- Task goal -
Which lines in the records below contain the string "windshield"? Identify each one and copy it in full, matching case exactly.

- Input -
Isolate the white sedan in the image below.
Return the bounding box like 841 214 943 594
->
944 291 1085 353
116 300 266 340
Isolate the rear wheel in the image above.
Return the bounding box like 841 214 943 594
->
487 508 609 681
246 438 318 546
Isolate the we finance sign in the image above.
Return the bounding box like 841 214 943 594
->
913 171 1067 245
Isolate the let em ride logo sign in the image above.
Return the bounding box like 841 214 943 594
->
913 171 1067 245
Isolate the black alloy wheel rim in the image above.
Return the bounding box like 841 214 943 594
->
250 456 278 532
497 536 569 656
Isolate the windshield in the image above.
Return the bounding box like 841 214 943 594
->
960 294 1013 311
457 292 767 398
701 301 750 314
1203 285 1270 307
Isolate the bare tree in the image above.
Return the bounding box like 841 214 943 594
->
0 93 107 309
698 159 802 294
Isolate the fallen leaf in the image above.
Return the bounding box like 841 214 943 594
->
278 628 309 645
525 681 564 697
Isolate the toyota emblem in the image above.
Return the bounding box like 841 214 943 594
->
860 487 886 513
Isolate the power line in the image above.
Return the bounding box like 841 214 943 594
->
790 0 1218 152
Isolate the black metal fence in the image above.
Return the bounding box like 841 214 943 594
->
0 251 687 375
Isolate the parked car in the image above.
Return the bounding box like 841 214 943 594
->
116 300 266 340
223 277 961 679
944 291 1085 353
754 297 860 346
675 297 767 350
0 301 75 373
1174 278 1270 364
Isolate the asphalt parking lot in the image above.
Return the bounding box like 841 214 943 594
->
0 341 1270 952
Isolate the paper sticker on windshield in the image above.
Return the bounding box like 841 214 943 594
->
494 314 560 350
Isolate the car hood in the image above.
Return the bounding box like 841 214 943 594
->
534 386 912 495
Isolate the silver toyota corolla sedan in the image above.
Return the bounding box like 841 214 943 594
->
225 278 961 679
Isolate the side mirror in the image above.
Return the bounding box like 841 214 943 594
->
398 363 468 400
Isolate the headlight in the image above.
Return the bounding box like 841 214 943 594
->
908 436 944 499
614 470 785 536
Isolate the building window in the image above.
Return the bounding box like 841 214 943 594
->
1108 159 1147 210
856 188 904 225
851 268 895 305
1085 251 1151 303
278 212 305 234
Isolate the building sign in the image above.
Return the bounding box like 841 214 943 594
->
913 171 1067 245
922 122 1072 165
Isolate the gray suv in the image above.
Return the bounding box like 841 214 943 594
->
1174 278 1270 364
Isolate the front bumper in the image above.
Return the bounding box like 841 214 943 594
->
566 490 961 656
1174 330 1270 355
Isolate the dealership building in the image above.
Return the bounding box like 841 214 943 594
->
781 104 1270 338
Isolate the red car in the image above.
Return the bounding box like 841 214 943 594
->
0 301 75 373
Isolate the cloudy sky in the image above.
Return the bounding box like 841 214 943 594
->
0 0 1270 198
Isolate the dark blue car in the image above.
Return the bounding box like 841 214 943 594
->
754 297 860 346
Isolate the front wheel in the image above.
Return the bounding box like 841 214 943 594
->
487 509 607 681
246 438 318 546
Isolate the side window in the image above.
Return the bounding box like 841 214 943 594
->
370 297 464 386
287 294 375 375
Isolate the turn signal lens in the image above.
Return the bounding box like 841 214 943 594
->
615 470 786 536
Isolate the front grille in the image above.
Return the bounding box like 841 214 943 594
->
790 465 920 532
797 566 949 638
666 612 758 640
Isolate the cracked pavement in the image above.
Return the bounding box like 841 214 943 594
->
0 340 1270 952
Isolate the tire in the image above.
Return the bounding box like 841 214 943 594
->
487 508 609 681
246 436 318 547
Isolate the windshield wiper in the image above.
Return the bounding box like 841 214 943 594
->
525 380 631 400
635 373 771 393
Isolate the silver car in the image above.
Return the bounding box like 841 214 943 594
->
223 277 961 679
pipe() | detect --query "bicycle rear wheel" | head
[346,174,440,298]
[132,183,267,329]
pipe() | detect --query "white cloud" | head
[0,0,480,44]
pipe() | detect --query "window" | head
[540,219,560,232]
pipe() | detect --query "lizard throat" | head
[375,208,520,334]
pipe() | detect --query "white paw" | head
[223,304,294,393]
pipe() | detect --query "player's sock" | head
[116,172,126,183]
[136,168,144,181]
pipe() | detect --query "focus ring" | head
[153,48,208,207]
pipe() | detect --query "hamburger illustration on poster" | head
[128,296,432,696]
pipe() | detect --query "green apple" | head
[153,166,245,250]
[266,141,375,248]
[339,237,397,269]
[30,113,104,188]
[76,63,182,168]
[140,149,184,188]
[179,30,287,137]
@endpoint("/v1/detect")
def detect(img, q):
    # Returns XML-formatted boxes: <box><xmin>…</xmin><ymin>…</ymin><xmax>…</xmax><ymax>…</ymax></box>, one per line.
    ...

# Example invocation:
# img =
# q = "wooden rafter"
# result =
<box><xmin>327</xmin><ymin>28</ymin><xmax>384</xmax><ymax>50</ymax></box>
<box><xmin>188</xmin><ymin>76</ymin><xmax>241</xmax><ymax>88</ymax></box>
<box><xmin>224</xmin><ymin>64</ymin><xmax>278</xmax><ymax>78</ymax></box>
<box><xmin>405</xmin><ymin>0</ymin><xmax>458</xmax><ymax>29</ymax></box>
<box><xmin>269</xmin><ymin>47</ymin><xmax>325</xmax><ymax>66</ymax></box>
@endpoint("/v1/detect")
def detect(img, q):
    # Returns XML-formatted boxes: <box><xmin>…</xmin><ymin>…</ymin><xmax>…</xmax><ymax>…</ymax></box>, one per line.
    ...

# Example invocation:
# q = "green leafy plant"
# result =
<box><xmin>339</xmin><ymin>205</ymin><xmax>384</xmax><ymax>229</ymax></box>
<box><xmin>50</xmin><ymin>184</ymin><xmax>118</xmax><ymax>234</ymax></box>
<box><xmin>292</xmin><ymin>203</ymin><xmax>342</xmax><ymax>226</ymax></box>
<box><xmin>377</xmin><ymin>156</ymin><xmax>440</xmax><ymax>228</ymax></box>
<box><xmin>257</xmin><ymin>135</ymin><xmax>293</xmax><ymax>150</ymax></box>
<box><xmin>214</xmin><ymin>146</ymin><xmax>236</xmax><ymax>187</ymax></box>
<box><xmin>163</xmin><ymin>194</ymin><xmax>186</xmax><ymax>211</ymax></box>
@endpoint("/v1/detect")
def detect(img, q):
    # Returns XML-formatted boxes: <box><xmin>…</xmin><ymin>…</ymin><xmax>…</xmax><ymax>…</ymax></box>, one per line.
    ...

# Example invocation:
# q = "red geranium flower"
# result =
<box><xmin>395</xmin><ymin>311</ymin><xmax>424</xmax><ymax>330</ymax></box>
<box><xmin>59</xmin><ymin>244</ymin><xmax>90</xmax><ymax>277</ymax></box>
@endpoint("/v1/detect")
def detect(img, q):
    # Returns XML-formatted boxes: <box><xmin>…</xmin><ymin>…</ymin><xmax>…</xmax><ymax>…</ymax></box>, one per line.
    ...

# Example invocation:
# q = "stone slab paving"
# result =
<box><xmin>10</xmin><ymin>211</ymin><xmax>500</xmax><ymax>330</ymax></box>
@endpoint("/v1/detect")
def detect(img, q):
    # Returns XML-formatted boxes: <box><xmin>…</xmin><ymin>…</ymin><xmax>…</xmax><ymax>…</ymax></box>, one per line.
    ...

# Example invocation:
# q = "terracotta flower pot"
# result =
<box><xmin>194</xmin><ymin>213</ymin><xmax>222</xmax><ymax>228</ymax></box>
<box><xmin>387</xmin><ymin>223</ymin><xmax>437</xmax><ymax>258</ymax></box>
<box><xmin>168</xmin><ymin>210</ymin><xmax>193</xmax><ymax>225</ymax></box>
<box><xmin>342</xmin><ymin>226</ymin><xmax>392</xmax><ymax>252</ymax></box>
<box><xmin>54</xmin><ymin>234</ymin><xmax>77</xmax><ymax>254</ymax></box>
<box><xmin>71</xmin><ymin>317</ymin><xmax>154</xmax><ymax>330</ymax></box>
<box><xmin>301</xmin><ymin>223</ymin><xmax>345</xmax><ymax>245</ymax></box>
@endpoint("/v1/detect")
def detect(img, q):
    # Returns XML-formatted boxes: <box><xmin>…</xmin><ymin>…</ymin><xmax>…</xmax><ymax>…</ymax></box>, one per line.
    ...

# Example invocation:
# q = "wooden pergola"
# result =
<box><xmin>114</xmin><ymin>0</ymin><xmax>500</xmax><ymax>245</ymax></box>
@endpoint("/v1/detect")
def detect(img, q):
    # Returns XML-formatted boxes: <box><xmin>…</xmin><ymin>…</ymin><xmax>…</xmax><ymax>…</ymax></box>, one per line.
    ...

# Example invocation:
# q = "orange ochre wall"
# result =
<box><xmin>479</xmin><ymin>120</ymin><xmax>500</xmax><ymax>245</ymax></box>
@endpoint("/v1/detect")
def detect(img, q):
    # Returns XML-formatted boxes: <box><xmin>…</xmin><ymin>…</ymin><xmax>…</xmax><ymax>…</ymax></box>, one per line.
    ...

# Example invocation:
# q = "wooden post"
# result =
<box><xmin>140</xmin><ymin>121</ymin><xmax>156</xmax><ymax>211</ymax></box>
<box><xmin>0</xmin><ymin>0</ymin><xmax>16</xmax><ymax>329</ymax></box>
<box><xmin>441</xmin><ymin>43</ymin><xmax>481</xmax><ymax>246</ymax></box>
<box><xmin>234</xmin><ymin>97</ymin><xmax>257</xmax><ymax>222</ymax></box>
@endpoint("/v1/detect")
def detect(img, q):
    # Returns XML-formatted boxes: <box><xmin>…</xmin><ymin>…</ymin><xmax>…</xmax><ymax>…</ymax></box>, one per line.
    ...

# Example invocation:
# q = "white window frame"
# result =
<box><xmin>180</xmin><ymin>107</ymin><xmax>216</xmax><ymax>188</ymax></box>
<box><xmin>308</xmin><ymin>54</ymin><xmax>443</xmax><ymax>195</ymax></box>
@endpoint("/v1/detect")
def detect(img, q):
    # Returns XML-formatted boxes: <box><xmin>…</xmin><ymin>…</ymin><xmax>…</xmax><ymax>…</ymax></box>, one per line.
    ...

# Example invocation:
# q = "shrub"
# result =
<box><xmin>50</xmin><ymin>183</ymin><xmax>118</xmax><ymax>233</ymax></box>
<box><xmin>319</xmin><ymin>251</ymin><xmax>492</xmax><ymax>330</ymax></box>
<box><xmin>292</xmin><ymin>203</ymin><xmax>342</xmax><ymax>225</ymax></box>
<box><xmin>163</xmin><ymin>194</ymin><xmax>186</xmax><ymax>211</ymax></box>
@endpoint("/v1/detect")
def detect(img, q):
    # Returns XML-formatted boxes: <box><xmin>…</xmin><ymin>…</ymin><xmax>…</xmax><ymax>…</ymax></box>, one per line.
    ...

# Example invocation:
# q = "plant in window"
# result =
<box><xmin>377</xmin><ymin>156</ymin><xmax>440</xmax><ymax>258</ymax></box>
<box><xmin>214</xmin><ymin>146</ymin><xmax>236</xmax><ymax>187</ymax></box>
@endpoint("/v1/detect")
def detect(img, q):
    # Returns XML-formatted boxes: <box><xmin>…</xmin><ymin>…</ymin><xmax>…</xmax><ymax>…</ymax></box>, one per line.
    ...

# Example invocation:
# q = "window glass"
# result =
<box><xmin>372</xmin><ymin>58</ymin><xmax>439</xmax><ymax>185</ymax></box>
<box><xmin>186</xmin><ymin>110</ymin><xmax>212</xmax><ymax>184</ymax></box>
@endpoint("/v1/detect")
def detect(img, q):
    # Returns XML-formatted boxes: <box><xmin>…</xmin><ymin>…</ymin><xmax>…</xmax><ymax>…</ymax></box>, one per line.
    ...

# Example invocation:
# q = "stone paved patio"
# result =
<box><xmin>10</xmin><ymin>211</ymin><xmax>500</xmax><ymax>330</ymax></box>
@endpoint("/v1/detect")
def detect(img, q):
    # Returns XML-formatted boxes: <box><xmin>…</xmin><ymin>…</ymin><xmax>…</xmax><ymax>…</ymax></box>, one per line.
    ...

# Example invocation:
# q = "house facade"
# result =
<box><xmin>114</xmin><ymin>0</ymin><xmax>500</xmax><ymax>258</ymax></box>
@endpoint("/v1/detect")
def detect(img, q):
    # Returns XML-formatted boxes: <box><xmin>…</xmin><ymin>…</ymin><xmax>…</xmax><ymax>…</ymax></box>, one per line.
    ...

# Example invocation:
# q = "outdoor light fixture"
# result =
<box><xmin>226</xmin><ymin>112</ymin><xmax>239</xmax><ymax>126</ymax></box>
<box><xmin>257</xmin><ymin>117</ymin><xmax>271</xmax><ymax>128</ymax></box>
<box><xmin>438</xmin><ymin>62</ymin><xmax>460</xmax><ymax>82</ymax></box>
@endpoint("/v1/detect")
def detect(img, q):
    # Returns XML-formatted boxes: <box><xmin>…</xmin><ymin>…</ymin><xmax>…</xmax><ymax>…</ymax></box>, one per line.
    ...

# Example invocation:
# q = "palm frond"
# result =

- Exercise response -
Isolate the windshield in the image above.
Isolate the paper sticker on windshield in the image above.
Isolate the windshield wiper in the image above.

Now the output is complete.